* Aim of the exercise *
All lines of the data shown below should be output exactly as they stand.

++++++++++

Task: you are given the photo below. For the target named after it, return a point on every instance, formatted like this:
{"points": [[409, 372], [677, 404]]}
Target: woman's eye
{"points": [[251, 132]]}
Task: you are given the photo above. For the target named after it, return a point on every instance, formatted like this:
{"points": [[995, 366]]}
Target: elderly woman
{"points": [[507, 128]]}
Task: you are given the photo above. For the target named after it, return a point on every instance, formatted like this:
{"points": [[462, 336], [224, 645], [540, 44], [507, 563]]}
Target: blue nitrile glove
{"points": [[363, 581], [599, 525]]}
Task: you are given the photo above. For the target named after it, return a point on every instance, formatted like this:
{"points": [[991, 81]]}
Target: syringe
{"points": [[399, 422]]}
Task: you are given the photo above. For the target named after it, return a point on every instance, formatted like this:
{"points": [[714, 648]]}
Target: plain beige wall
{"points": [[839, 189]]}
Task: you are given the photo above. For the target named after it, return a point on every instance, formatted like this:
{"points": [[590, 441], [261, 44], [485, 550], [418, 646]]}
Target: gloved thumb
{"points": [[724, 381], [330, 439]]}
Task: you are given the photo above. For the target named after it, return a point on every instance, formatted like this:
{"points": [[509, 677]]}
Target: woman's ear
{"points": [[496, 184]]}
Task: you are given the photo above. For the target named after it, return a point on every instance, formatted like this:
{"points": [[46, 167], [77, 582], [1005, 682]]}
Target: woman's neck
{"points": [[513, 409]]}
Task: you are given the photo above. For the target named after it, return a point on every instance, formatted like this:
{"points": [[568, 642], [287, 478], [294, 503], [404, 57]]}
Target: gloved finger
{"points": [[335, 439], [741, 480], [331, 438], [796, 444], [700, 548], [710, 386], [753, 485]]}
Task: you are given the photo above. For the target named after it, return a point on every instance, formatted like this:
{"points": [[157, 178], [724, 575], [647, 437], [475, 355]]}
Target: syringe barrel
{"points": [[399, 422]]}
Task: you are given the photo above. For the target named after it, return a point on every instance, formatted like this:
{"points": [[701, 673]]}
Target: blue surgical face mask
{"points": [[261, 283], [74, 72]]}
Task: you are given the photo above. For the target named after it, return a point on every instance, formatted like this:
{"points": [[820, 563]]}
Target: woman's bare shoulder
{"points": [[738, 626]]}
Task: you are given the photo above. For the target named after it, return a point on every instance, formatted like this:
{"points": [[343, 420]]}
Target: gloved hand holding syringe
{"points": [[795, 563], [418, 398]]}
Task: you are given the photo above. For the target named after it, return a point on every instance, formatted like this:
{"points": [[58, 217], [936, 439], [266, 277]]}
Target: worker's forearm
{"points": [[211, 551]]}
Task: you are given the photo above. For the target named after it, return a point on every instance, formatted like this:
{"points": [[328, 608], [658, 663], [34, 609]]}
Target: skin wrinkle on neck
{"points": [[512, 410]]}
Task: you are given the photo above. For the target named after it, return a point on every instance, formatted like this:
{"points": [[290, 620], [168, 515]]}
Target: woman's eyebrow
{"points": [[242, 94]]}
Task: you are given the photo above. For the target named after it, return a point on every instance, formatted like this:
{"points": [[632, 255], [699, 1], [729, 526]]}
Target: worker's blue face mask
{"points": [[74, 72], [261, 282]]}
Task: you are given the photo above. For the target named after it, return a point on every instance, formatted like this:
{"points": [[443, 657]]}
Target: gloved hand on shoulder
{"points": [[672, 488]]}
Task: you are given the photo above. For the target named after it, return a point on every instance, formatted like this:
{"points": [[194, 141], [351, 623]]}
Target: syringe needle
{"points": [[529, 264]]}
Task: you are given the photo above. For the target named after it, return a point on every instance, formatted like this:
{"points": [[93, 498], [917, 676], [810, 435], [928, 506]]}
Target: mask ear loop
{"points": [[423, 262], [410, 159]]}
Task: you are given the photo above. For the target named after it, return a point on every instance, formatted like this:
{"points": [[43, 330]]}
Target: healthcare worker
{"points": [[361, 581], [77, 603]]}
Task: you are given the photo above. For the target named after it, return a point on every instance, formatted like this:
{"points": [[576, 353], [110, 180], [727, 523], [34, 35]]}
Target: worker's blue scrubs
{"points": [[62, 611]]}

++++++++++

* Result *
Task: you are given the photo below. For the target named after it, return a point on every instance, formatted like this:
{"points": [[409, 372], [677, 404]]}
Target: woman's eye
{"points": [[251, 132]]}
Task: you are given the photo above. For the target named after it, return a point on every instance, formatted like this:
{"points": [[995, 366]]}
Target: elderly woman
{"points": [[507, 128]]}
Task: you are given the photo above. For the target named after it, return a point on every instance, formatted like this:
{"points": [[462, 336], [224, 645], [540, 44], [507, 563]]}
Target: blue nitrile glove
{"points": [[363, 581], [599, 525]]}
Task: you are given the photo above. For the target named after it, return a point on every instance, formatted like this:
{"points": [[991, 81]]}
Target: syringe
{"points": [[399, 422]]}
Task: you are given the photo above. For the target named after it, return a point on every instance, formatted like this:
{"points": [[714, 648]]}
Target: plain beige wall
{"points": [[839, 189]]}
Task: you are given the photo above. For the target named after it, return a point on every instance, formatted like this:
{"points": [[590, 441], [261, 44], [485, 550], [418, 646]]}
Target: gloved thumb
{"points": [[724, 381], [330, 439]]}
Task: you are given the photo above. For the target named after it, return a point on every instance, formatted like this:
{"points": [[509, 677]]}
Target: woman's ear
{"points": [[496, 184]]}
Task: you are given the photo above. For the target named after it, return a point on every instance, formatted like this:
{"points": [[46, 167], [77, 582], [1005, 682]]}
Target: woman's neck
{"points": [[513, 409]]}
Task: you are given the photo above. For the target named after it, return a point on every instance, formatted like this:
{"points": [[568, 642], [287, 478], [294, 503], [404, 57]]}
Target: gloved finger
{"points": [[335, 439], [741, 480], [331, 438], [796, 444], [700, 548], [710, 386], [753, 485]]}
Task: you are given the photo above. For the target named after it, return a point on every instance, formatted like this:
{"points": [[157, 178], [724, 575], [647, 437], [475, 355]]}
Target: syringe barrel
{"points": [[399, 422]]}
Task: you are given the photo above. For the target named after it, return a point on every instance, formatted like this:
{"points": [[701, 673]]}
Target: blue surgical face mask
{"points": [[261, 283], [74, 72]]}
Task: you are given the photo above. For the target named after it, return a point on every instance, formatted like this:
{"points": [[820, 563]]}
Target: woman's bare shoulder
{"points": [[738, 626]]}
Task: you are given the photo above. For the target named after it, return a point on every instance, formatted like this:
{"points": [[343, 420]]}
Target: gloved hand holding syringe
{"points": [[795, 563], [418, 398]]}
Task: you are given the photo above. For the target named after it, return a point on every instance, formatted like this:
{"points": [[58, 217], [936, 439], [266, 277]]}
Target: worker's forearm
{"points": [[211, 551]]}
Task: you are given the photo above. For the target named after it, return a point on every instance, formatted like this:
{"points": [[328, 608], [658, 663], [34, 609]]}
Target: skin wrinkle on neck
{"points": [[512, 410]]}
Task: you are given the photo above. For the target named after it, return a point on every instance, formatted like this:
{"points": [[290, 620], [168, 515]]}
Target: woman's eyebrow
{"points": [[242, 94]]}
Task: you are given the photo above. For the target named after it, return a point on every instance, formatted like this:
{"points": [[632, 255], [699, 1], [729, 526]]}
Target: worker's blue face mask
{"points": [[74, 72], [261, 282]]}
Task: you are given the photo above. For the target named after it, return a point on every instance, formatted like this:
{"points": [[443, 657]]}
Target: gloved hand on shoulder
{"points": [[672, 488]]}
Task: you are given the photo above. For the target named after it, return a point on every instance, formatted like this:
{"points": [[194, 141], [351, 623]]}
Target: syringe needle
{"points": [[529, 264]]}
Task: you are given the photo above. For the target named after it, return a point on every instance, formatted like this:
{"points": [[93, 498], [917, 676], [810, 435], [928, 506]]}
Target: mask ear loop
{"points": [[423, 262], [410, 159]]}
Task: you are given the photo above. For the target named after it, return a point on every instance, formatted like this:
{"points": [[43, 330]]}
Target: healthcare worker
{"points": [[361, 581], [77, 603]]}
Task: you are given the photo above. For the target named after it, return a point on every instance, formatted like this:
{"points": [[576, 353], [110, 180], [727, 523], [34, 35]]}
Target: worker's blue scrubs
{"points": [[62, 611]]}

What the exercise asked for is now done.